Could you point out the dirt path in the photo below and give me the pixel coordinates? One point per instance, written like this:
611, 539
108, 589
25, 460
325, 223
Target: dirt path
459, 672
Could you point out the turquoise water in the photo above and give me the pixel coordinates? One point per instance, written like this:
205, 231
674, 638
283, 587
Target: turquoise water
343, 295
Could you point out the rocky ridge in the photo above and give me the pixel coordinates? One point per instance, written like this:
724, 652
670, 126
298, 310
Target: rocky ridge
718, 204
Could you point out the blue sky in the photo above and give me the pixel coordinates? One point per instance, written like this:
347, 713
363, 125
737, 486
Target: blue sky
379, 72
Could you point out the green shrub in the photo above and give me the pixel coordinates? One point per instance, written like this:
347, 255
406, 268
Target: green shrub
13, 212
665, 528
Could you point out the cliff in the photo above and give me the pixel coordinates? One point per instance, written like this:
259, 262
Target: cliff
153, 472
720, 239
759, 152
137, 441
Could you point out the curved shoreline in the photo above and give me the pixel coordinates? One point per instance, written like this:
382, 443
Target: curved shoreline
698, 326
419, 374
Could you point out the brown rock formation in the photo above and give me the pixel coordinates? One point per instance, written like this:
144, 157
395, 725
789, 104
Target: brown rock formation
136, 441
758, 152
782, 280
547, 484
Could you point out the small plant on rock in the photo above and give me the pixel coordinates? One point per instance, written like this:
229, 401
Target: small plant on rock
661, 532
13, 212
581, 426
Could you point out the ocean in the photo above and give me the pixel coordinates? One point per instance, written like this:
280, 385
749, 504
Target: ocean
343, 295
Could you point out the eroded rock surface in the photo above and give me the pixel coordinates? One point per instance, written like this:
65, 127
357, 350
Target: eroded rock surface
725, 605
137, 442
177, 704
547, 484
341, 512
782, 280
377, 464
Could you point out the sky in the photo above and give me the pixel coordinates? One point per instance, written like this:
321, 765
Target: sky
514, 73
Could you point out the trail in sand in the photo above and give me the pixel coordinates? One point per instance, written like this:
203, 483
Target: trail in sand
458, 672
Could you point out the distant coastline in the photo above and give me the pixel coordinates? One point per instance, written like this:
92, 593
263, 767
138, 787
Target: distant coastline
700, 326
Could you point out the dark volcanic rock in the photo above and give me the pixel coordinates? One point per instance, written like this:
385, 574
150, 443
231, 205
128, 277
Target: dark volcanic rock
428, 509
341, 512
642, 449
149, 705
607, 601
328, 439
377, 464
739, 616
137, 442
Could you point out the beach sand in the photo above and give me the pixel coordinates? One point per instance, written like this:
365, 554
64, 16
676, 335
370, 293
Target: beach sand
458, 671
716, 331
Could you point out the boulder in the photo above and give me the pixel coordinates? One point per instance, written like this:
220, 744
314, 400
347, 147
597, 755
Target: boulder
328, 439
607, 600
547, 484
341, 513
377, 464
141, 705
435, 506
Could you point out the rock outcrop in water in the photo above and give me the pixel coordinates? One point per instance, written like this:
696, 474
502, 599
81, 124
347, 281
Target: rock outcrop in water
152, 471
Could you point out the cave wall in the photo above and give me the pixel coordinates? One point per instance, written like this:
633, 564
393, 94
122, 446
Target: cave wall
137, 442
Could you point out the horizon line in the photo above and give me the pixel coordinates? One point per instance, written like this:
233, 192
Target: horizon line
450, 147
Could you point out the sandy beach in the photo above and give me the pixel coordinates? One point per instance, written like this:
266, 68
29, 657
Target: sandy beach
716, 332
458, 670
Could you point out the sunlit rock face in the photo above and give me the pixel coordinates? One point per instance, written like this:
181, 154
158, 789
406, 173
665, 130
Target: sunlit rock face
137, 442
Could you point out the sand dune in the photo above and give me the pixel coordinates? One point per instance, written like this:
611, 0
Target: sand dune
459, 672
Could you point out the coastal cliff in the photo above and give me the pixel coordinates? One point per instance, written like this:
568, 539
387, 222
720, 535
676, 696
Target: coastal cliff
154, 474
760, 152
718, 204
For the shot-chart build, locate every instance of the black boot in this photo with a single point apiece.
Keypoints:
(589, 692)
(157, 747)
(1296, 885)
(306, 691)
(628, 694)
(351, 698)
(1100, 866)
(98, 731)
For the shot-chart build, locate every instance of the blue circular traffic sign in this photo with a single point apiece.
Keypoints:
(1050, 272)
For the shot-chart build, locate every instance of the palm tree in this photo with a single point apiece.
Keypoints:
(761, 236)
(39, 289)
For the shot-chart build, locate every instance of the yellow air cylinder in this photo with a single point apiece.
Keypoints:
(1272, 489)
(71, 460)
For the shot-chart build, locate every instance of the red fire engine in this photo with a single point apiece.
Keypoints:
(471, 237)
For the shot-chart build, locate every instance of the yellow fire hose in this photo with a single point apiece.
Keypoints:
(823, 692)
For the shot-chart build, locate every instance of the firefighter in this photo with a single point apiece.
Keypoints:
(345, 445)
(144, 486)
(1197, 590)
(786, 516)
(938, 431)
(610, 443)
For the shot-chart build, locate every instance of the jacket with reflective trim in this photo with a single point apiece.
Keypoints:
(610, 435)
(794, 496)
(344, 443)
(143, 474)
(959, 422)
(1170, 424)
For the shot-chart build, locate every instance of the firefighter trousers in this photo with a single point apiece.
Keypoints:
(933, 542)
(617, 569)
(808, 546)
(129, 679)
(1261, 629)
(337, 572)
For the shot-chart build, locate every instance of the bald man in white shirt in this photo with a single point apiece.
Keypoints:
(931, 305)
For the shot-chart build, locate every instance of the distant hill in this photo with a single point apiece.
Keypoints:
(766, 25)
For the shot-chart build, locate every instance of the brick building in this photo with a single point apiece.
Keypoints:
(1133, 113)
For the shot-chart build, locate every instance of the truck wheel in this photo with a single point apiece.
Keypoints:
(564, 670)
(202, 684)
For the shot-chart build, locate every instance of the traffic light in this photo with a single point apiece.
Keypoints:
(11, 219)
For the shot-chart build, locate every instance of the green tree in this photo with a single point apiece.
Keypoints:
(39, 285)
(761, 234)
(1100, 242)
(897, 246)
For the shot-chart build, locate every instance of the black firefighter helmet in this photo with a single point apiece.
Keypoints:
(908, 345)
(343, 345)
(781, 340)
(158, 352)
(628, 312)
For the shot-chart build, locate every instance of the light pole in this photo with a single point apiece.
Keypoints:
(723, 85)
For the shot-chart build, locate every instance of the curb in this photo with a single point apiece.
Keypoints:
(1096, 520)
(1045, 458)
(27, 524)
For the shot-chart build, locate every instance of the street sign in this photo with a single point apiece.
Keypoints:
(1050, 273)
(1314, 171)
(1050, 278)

§

▶ _PROBLEM REQUIREMENTS_
Retype the material in full, character for character.

▶ _FULL RESPONSE_
Could you point out the dirt path in the photo below and give me the pixel coordinates? One point per instance, written like this:
611, 539
108, 589
25, 460
325, 223
Target: dirt path
459, 672
Could you point out the turquoise water in the photo above and give me the pixel coordinates? One point per instance, written like this:
205, 231
674, 638
283, 587
Target: turquoise water
343, 295
Could you point out the rocky ridge in the photo above and give me the pixel coordinates? One point per instance, written like this:
724, 652
670, 126
298, 310
Target: rocky ridge
718, 204
Could you point out the blue sky in the photo above and give me the pixel coordinates? One point per instance, written like this:
347, 713
363, 125
737, 486
Target: blue sky
379, 72
Could you point out the green shrub in the photo above and give me the pixel coordinates? One point per instance, written like this:
347, 255
406, 268
Target: green shrub
13, 212
665, 528
Could you point out the cliff in the photo above and give me the pixel coordinates? One point per instance, written like this:
259, 262
Target: cliff
153, 472
720, 239
759, 152
137, 441
Could you point out the curved shoreline in the photo above and give me the pixel coordinates? One point per instance, written like this:
382, 443
Target: curved shoreline
698, 326
419, 374
Could you point out the brown rock formation in the photo above and give me the pixel coordinates? One point per instance, written like this:
144, 157
395, 725
789, 104
Target: brown rock formation
136, 441
758, 152
782, 280
547, 484
Could you point out the small plant on rock in the photo above and give me the pixel coordinates? One point per instance, written like this:
229, 401
Target: small plant on rock
661, 532
13, 212
581, 426
Could you point out the ocean in the photo above and give me the pixel coordinates? One point per instance, written like this:
280, 385
749, 504
Target: ocean
343, 295
Could you point out the eroded rock surface in the photo above and give me the pixel coordinates? One point per instance, written like this:
65, 127
357, 350
Target: eroded rock surface
725, 605
137, 442
177, 704
547, 484
341, 512
782, 280
377, 464
Could you point out the sky in the photo above and give me the pixel coordinates? One point per instance, written like this:
321, 765
Target: sky
514, 73
Could you point out the trail in sand in the photo above and give me the pixel coordinates? One point per instance, written like this:
203, 483
Target: trail in sand
458, 672
Could you point out the distant coastline in the photo above and give me the pixel coordinates? One point per instance, written like this:
92, 593
263, 767
138, 787
Target: distant coastline
700, 326
Could you point out the dark volcanic rock in the photo above and give me the pixel coordinates? One point per instance, written like this:
385, 574
150, 443
231, 205
128, 277
Target: dark volcanic rock
428, 509
341, 512
642, 449
149, 705
607, 601
328, 439
377, 464
739, 616
137, 442
Could you point out the beach sand in the photo above and give me the pixel coordinates? One point per instance, written like this:
365, 554
64, 16
676, 335
370, 293
Target: beach sand
458, 671
716, 331
Could you point out the boulder in the photo above and give me the pixel coordinates? One point per instance, written like this:
220, 744
314, 400
347, 147
597, 755
Target: boulder
328, 439
607, 600
547, 484
341, 513
377, 464
141, 705
435, 506
Could you point out the rock outcrop in water in the photo above and give me the pixel coordinates? One point per instance, written like this:
696, 474
502, 599
81, 124
347, 281
Target: rock outcrop in water
152, 471
Could you point out the cave wall in the photo above and give me the pixel coordinates? One point per instance, written like this:
633, 564
393, 94
122, 446
Target: cave wall
137, 442
Could you point out the horizon line in the photo above and give me the pixel coordinates? One point per instance, written like this:
233, 192
Target: horizon line
450, 147
Could you point out the sandy beach in the photo above and give me the pixel coordinates? One point per instance, written like this:
266, 68
29, 657
Target: sandy beach
716, 332
458, 670
Could you point out the sunlit rock face in the photo above and give me the pixel coordinates? One point per instance, written like this:
181, 154
158, 789
406, 173
665, 130
Target: sunlit rock face
137, 442
Could you point out the sand dune in the photo above and give me the pixel coordinates? One point per instance, written like this:
611, 0
Target: sand dune
459, 672
Could you point out the coastal cliff in the photo above and give me the pixel coordinates? One point per instance, written like this:
568, 539
387, 222
720, 535
676, 696
Target: coastal cliff
154, 474
760, 152
718, 204
For the shot-chart build, locate every instance of the black boot in this photo with a single point apiece.
Keypoints:
(589, 692)
(157, 747)
(1296, 885)
(306, 691)
(628, 694)
(351, 698)
(1100, 866)
(98, 731)
For the shot-chart build, locate every instance of the blue circular traffic sign in this photo with a single point apiece.
Keypoints:
(1050, 272)
For the shot-chart build, locate every instance of the palm tree in this photo with a single point apiece.
Keypoints:
(761, 236)
(39, 289)
For the shot-chart build, locate every instance of the yellow air cylinder in this photo with a single point apiece.
Keypoints:
(1272, 489)
(71, 460)
For the shot-chart build, locate every instance of the red fire engine in this photo with a single point apiece.
Keypoints:
(471, 237)
For the shot-chart build, locate every instance of the yellow fire hose in this photo with a single point apiece.
Keypoints:
(823, 692)
For the shot-chart build, locate every instance of the firefighter in this photo with a single point apiece.
Keypoints:
(345, 445)
(144, 486)
(1197, 590)
(786, 516)
(938, 431)
(610, 443)
For the shot-chart build, locate every instance of the jacket with reflective trim in this photo with a single point apiece.
Keypoints:
(610, 435)
(794, 496)
(344, 443)
(143, 474)
(959, 422)
(1170, 424)
For the shot-chart build, locate every instance of the firefighter trousers in this photo with a single point apiece.
Keypoints:
(933, 542)
(617, 569)
(808, 546)
(129, 679)
(1261, 629)
(337, 572)
For the shot-chart build, locate every instance of the bald man in white shirt in this photo with a single point apiece.
Keypoints:
(931, 305)
For the shot-chart build, locate every instance of the distant hill in this photo with a single point apiece.
Keypoints:
(766, 25)
For the shot-chart build, locate every instance of the brick building in this photo with a single point apiece.
Keypoints:
(1133, 113)
For the shot-chart build, locate every instance of the truck wheel in this photo with a single point apiece.
Keypoints:
(564, 670)
(202, 684)
For the shot-chart build, locate every instance of the traffic light in this photo with a single point apiece.
Keypoints:
(11, 219)
For the shot-chart build, locate every instance of the green tree in this photo with a single point apiece.
Keypoints:
(39, 285)
(761, 234)
(1100, 242)
(897, 246)
For the shot-chart build, locate every instance of the black firefighter helmet in this photo with a single point apiece.
Keypoints:
(908, 345)
(343, 345)
(781, 340)
(158, 352)
(628, 312)
For the shot-chart build, locate every instance of the light pole in this photo with a single point apiece.
Keypoints:
(723, 85)
For the shot-chart build, locate every instance of the curb in this photo with a single point apiece.
Keypoints:
(1096, 520)
(1045, 458)
(27, 524)
For the shot-chart build, locate every instance of the street sign in this photo with a single point apiece.
Keypoints:
(1050, 273)
(1314, 171)
(1050, 278)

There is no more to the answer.